-- START OF Data to process --
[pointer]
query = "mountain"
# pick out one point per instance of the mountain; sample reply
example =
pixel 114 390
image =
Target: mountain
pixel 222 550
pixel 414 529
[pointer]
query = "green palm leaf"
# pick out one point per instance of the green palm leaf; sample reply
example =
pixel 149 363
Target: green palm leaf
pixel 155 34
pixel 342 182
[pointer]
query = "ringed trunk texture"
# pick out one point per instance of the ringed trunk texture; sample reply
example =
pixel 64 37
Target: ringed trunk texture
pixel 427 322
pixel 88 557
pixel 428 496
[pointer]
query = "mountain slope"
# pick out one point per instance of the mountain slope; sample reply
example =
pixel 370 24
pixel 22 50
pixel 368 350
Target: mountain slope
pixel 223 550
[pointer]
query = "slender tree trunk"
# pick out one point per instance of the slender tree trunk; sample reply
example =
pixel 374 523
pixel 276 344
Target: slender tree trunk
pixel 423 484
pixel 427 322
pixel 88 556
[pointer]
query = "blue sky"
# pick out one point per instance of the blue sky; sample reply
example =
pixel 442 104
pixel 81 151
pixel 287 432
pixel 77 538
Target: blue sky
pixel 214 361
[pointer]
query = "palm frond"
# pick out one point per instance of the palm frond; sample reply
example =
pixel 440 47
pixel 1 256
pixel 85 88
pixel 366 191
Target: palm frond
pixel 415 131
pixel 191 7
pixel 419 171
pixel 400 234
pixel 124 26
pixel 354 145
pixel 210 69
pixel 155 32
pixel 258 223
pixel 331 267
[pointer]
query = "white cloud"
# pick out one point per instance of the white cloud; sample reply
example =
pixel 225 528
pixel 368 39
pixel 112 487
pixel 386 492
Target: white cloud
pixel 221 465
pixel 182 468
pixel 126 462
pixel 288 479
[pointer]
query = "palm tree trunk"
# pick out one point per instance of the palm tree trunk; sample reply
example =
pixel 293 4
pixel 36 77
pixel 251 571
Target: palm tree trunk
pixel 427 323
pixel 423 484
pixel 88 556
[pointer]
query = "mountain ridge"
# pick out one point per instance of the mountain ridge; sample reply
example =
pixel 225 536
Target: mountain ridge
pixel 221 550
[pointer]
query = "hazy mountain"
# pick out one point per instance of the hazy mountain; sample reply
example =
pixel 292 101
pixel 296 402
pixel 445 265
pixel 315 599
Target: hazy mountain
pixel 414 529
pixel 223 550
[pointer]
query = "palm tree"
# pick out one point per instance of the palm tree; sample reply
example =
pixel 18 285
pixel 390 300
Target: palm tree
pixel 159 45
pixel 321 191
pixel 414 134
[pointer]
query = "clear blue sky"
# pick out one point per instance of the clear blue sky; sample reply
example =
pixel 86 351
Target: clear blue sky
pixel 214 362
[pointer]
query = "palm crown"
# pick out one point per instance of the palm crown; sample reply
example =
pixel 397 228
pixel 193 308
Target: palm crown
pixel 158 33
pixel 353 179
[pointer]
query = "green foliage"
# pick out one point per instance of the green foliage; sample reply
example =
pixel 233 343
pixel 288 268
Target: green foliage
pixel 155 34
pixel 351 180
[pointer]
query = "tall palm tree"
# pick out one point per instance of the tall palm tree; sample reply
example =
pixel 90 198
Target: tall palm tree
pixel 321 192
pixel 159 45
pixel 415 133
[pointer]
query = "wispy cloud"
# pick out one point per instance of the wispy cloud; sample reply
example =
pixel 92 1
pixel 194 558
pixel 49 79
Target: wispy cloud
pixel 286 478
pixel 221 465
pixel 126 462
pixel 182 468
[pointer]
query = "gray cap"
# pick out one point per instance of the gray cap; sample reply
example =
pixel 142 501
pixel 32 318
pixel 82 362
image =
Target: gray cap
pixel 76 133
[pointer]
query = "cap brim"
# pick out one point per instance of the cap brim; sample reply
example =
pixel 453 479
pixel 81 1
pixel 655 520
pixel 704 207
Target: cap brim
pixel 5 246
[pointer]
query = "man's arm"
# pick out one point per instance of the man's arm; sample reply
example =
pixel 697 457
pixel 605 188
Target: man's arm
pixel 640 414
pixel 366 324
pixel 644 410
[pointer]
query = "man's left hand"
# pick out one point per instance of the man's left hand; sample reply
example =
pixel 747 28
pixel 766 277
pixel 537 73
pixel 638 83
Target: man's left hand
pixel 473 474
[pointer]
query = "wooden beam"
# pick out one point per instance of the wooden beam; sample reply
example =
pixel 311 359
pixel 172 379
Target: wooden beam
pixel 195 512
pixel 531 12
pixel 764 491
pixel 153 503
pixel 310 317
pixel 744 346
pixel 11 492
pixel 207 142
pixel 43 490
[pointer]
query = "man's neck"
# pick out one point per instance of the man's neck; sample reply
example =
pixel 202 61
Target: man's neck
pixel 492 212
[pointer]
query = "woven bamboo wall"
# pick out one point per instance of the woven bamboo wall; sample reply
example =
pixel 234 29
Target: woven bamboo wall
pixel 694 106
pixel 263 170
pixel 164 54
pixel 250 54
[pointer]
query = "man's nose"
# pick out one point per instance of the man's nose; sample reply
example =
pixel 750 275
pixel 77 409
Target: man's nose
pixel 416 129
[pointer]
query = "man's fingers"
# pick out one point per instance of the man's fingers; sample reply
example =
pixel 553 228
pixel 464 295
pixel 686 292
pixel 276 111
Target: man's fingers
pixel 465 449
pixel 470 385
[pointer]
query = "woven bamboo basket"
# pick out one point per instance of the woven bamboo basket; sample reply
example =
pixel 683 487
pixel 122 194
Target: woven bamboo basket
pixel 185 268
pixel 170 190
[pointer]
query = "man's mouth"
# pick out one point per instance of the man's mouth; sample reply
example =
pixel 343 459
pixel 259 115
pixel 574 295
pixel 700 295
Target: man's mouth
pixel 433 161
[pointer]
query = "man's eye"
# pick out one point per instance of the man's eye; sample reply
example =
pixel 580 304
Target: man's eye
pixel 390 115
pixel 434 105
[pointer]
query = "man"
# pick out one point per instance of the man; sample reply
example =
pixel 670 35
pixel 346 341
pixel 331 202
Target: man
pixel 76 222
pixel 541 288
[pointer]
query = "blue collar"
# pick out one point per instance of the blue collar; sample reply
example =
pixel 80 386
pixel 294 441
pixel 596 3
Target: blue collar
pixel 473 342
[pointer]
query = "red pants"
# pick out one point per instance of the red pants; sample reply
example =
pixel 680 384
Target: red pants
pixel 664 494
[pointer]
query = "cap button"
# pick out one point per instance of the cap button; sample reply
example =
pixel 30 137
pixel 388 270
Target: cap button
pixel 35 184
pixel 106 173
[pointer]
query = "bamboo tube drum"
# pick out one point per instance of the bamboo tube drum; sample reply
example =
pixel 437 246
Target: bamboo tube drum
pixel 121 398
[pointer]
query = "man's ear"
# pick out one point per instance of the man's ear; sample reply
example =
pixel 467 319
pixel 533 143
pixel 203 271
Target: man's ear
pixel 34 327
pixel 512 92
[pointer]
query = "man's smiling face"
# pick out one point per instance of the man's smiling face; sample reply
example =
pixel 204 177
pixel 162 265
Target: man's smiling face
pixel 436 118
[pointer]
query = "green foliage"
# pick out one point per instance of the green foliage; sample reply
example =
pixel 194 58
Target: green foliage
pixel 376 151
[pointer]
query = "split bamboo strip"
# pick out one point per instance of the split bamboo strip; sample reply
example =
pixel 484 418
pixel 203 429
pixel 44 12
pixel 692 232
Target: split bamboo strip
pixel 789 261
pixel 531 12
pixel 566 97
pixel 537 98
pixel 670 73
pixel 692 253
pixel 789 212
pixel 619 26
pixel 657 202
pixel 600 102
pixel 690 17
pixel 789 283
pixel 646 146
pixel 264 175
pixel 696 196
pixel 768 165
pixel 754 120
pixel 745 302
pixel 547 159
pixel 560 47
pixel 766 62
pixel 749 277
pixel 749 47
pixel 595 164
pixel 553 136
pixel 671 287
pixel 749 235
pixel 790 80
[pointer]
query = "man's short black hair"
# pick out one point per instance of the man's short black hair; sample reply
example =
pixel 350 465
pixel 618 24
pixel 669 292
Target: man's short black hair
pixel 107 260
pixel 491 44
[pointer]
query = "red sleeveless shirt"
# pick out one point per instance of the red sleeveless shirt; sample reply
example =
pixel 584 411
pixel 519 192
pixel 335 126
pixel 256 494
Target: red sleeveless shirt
-- END OF Data to process --
[The task]
Copy the records verbatim, from their first line through the line containing "pixel 214 361", including both of those lines.

[Response to the exercise]
[pointer]
query = "mountain"
# pick out one point per instance of the mountain; sample reply
example =
pixel 114 390
image =
Target: mountain
pixel 222 550
pixel 414 529
[pointer]
query = "green palm leaf"
# pick out one point per instance of the green palm leaf; sample reply
example =
pixel 149 363
Target: green palm leaf
pixel 155 34
pixel 342 182
[pointer]
query = "ringed trunk texture"
# pick out one point per instance of the ringed trunk texture; sample reply
example =
pixel 64 37
Target: ringed trunk texture
pixel 427 322
pixel 88 557
pixel 428 496
[pointer]
query = "mountain slope"
# pick out one point per instance of the mountain slope; sample reply
example =
pixel 370 24
pixel 22 50
pixel 368 350
Target: mountain slope
pixel 223 550
[pointer]
query = "slender tree trunk"
# pick out one point per instance of the slender tree trunk; sample reply
example =
pixel 374 523
pixel 276 344
Target: slender tree trunk
pixel 423 484
pixel 427 322
pixel 88 556
[pointer]
query = "blue sky"
# pick out one point per instance of the blue sky; sample reply
example =
pixel 442 104
pixel 81 151
pixel 287 432
pixel 77 538
Target: blue sky
pixel 214 361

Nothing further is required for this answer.